▶ Work to complete
Give the data again exactly as written, skipping any pictures.

▶ Data shown
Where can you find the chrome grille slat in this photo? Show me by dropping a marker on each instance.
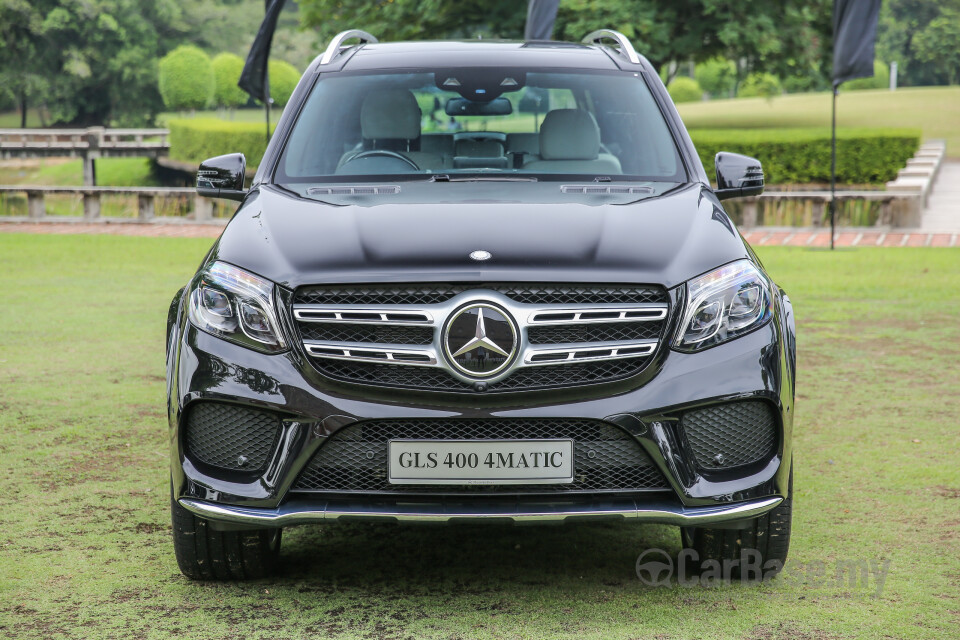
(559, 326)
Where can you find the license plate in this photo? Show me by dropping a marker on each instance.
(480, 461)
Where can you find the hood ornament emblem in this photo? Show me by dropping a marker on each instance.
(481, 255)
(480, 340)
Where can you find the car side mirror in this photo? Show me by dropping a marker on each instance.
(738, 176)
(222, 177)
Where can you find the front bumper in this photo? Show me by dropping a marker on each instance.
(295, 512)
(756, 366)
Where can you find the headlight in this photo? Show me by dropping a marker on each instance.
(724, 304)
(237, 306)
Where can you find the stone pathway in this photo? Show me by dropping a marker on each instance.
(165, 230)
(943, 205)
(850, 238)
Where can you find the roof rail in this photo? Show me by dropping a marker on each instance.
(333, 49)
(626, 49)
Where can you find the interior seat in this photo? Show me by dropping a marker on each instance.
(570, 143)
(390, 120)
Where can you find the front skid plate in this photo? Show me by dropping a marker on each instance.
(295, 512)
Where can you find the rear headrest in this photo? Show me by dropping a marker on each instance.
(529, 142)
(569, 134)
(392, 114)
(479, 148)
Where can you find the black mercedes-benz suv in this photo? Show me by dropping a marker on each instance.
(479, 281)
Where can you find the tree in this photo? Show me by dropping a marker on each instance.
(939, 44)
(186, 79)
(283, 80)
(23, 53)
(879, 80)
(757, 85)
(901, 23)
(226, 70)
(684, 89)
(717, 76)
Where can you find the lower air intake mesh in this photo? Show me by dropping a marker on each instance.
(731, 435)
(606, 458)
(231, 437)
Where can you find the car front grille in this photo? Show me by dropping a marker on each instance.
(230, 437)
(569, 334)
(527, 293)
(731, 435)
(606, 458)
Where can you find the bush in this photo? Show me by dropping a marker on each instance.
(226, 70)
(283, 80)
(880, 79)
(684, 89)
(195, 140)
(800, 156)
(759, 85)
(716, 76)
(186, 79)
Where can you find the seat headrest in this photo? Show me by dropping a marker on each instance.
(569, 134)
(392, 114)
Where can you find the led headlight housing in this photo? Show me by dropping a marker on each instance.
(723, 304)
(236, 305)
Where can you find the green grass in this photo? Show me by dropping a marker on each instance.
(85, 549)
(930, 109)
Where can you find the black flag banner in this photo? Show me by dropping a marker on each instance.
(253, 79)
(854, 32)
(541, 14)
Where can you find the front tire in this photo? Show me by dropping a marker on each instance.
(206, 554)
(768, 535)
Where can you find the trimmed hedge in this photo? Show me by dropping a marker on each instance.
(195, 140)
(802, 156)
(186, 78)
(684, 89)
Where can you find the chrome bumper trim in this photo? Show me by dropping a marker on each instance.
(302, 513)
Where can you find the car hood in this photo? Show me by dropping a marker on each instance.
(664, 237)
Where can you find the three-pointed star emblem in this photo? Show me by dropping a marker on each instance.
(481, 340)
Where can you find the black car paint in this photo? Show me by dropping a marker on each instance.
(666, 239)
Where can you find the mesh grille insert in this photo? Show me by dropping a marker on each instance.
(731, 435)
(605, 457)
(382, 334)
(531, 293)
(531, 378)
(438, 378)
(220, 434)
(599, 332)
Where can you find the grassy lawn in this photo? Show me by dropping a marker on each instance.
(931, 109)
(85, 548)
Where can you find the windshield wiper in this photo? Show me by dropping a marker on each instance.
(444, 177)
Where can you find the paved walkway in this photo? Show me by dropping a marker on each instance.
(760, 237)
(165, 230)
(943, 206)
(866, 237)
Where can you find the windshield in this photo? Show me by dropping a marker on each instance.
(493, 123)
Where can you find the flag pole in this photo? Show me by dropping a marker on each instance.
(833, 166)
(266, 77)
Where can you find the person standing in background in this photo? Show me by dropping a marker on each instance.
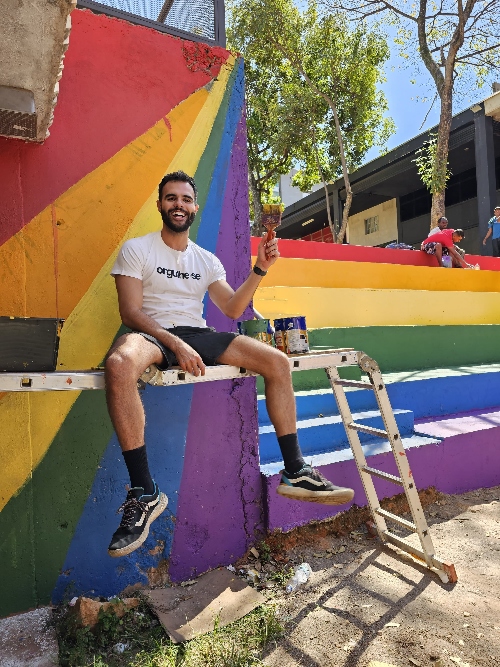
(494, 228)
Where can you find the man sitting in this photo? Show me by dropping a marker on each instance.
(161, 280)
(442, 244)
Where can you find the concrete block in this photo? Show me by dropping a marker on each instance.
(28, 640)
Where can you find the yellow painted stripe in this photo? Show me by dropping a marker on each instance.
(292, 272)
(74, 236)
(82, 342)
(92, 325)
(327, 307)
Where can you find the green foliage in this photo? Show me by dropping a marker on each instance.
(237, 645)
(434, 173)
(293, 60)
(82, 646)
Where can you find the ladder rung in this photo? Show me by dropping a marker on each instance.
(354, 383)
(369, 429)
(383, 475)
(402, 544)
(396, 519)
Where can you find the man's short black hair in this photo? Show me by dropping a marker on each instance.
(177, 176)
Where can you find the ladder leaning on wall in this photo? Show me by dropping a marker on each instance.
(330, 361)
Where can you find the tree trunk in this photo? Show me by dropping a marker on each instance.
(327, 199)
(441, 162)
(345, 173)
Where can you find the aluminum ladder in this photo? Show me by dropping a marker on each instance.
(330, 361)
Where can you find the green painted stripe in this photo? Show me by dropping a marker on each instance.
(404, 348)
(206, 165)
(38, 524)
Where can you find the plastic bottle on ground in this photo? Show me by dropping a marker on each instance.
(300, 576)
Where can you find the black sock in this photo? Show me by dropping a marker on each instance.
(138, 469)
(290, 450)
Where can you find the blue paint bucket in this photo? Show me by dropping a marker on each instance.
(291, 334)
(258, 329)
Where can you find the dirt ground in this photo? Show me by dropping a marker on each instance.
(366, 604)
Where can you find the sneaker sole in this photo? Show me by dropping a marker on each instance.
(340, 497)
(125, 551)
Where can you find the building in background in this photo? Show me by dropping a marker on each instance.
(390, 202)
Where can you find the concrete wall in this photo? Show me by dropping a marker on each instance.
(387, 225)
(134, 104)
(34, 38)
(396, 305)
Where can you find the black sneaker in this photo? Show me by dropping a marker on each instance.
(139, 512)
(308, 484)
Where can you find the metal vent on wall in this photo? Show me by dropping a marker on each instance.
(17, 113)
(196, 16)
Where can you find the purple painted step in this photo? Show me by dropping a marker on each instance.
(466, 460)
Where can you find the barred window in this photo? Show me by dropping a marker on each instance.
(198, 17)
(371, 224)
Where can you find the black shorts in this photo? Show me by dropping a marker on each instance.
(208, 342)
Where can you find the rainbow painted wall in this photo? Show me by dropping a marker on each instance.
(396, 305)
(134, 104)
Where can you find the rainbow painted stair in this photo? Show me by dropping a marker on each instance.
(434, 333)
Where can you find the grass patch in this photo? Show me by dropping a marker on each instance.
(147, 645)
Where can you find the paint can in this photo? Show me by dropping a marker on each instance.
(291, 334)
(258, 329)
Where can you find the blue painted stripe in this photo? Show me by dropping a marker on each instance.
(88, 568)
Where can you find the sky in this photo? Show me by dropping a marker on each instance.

▶ Task answer
Where can you find the chrome grille slat in this photo? Show me by dropping a marker on each instance.
(559, 326)
Where can you find the license plate in this photo? Show me by dropping a marker on each instance.
(480, 461)
Where can you find the hood ornament emblem in this photo? Show me by dropping a marker on each instance.
(481, 255)
(480, 340)
Where can you find the car side mirror in this photo? Show me by dropping a marker on each instance.
(738, 176)
(222, 177)
Where can you find the front bumper in this photo? Show me by dropping a marker on each instance.
(295, 512)
(756, 366)
Where can you find the headlight in this photo? Show me by dropping a marker on each instance.
(724, 304)
(237, 306)
Where can you find the stone pathway in this photo? Show me by dropping a marker on each instance.
(165, 230)
(943, 205)
(850, 238)
Where can you find the roof rail in this photo? Show me by dropping a marker on each instance.
(333, 49)
(626, 49)
Where can you find the interior seat in this photo? Show me by dropping a marker on each instance.
(570, 143)
(390, 120)
Where can you find the front skid plate in this photo? Show me by dropping a marker on each instance.
(295, 512)
Where can you find the rear headrest in this photo? Show me by dropping a marker on each instance.
(529, 142)
(569, 134)
(392, 114)
(479, 148)
Where can you find the black mercedes-benz suv in this photo? Show me by dropping a marker on each instance.
(479, 281)
Where can you find the tree in this photo? Show me by dropping a marker on each instance.
(939, 44)
(186, 79)
(283, 80)
(23, 53)
(879, 80)
(757, 85)
(901, 23)
(226, 70)
(684, 89)
(717, 76)
Where can you find the lower air intake mesh in this photo? Show me by dropping a marker on each instance.
(731, 435)
(606, 458)
(231, 437)
Where can you find the car front grille in this photo? Show me by dropping a marker on each instance.
(230, 437)
(569, 334)
(527, 293)
(731, 435)
(606, 458)
Where can you find the bush in this photo? Show me by dropping a marker on each instance.
(226, 70)
(283, 80)
(880, 79)
(684, 89)
(195, 140)
(800, 156)
(759, 85)
(716, 76)
(186, 79)
Where can you find the seat headrest in this photo? Show me by dropping a marker on each instance.
(569, 134)
(392, 114)
Where can you find the led headlight housing in this photo? Show me by dropping a marker on each instance.
(723, 304)
(236, 305)
Where can you find the green grass in this photo? Show me by dropping a marker on each instance.
(85, 549)
(930, 109)
Where can you find the black flag banner in this photo? Show me by dropping a marker on each instance.
(253, 79)
(854, 32)
(541, 14)
Where can you find the front tire in this photo? Show me by dropping a marker on each instance.
(206, 554)
(768, 535)
Where can you find the trimmed hedge in this photo? Show me by dropping a marker on each instance.
(195, 140)
(802, 156)
(186, 78)
(684, 89)
Where can you find the chrome bumper trim in this photo? Show me by dropping a marker on each instance.
(302, 513)
Where can you find the car hood in this photo? Show me by dropping a marker on each instance.
(664, 237)
Where can you find the three-pointed star emblem in this photo? Show me by dropping a marker on each instance.
(481, 340)
Where can you find the black car paint in this photo? Show me by dropping a marker on each instance.
(666, 239)
Where can you find the mesh grille insert in this photo? Show me by dropping a marker on each instance.
(731, 435)
(605, 457)
(382, 334)
(531, 293)
(531, 378)
(438, 378)
(220, 434)
(599, 332)
Where can you find the grassy lawn in this photo? Show me by dropping a marker on each instance.
(931, 109)
(85, 548)
Where can you find the windshield wiper in this photo? Show me by dropping a marker on each instance.
(444, 177)
Where can you find the paved walkway in this photo? Show me by dropping a marker on each instance.
(760, 237)
(165, 230)
(943, 206)
(866, 237)
Where can you find the windshield in this photo? Show me by dropping a marker on each instance.
(493, 123)
Where can you find the flag pole in this photo? Show me by dropping a marker on each instance.
(833, 166)
(266, 77)
Where can you find the person standing in background in this photo? Show me by dropping a marker on each instance.
(494, 228)
Where can you find the man sitting in this photo? Show me by dropping a marker on each instance.
(161, 280)
(442, 244)
Where can you find the concrete block in this photo? Show me by dropping a marker on each instance.
(28, 640)
Where can you find the yellow painted stripe in this photo? Show me by dropping a marker on each instance.
(292, 272)
(74, 236)
(82, 342)
(92, 325)
(327, 307)
Where can you find the green foliage in this photo? Show me by dropping a marker on each instance.
(237, 645)
(434, 173)
(293, 60)
(82, 646)
Where can you find the ladder rung in this photo? Show me by dropping a marker on each instance.
(354, 383)
(369, 429)
(383, 475)
(402, 544)
(396, 519)
Where can you find the man's short black hair in this photo? Show me by dropping a marker on each instance.
(177, 176)
Where can you find the ladder leaning on wall in this photo? Show me by dropping a marker on each instance.
(330, 361)
Where can you find the tree trunk in this photo? Show me by dropping a marker on each instance.
(327, 199)
(441, 162)
(345, 173)
Where can you find the aluminum ladder in this photo? Show me by dropping a marker on each instance.
(330, 361)
Where can you find the green painted stripe in this photo? Show me by dropping a marker on each instance.
(404, 348)
(206, 165)
(38, 524)
Where can you find the plastic bottle on ground in this photo? Show me by dropping a marker on each instance.
(300, 576)
Where can you find the black sock in this photo? Show me by dropping a marker on each instance.
(138, 469)
(290, 450)
Where can you find the blue paint bucket in this photo? Show me by dropping a marker on each instance.
(291, 334)
(258, 329)
Where can you find the dirt ground in this photo? Show me by dropping a marker on each instance.
(366, 604)
Where can you find the sneaker sole in this photo? Show me by dropping a marker on each instance.
(340, 497)
(125, 551)
Where can you find the building in background in this photo? Show me by dropping a marker on each instance.
(390, 202)
Where can you find the concrete wall in this photo? Show me by dropping a marker on each instance.
(387, 225)
(134, 104)
(34, 38)
(396, 305)
Where can you find the black sneaker in this photo? Show me by dropping a marker on each instance.
(139, 512)
(308, 484)
Where can you find the metal vent on wall in this photo? Show me by dropping a marker on each instance.
(17, 113)
(196, 16)
Where can you find the purple painted step in this photo? Show me by dropping a marker on each instance.
(466, 460)
Where can you find the barred window in this photo? Show me by dropping a marker on each instance.
(198, 17)
(371, 224)
Where can you find the black shorts in this photo? Show me by dropping a marker on each instance.
(208, 342)
Where can you find the rainbow painted wall in this photo? Show me by dropping a marker on each instance.
(396, 305)
(134, 104)
Where can you find the rainbow painted stair in this photo? Show me by dropping a marker on each instance.
(434, 333)
Where can you find the grass patch in this photo? Show me by dropping a marker on each instance.
(147, 645)
Where can you find the paint can in this photo? Show me by dropping a marker on each instance.
(291, 334)
(258, 329)
Where can you find the blue painted stripe in this photo? Show me by dropping a marker on each instance.
(88, 568)
Where can you find the sky in this photo? Show me by dropping a marker on each instance.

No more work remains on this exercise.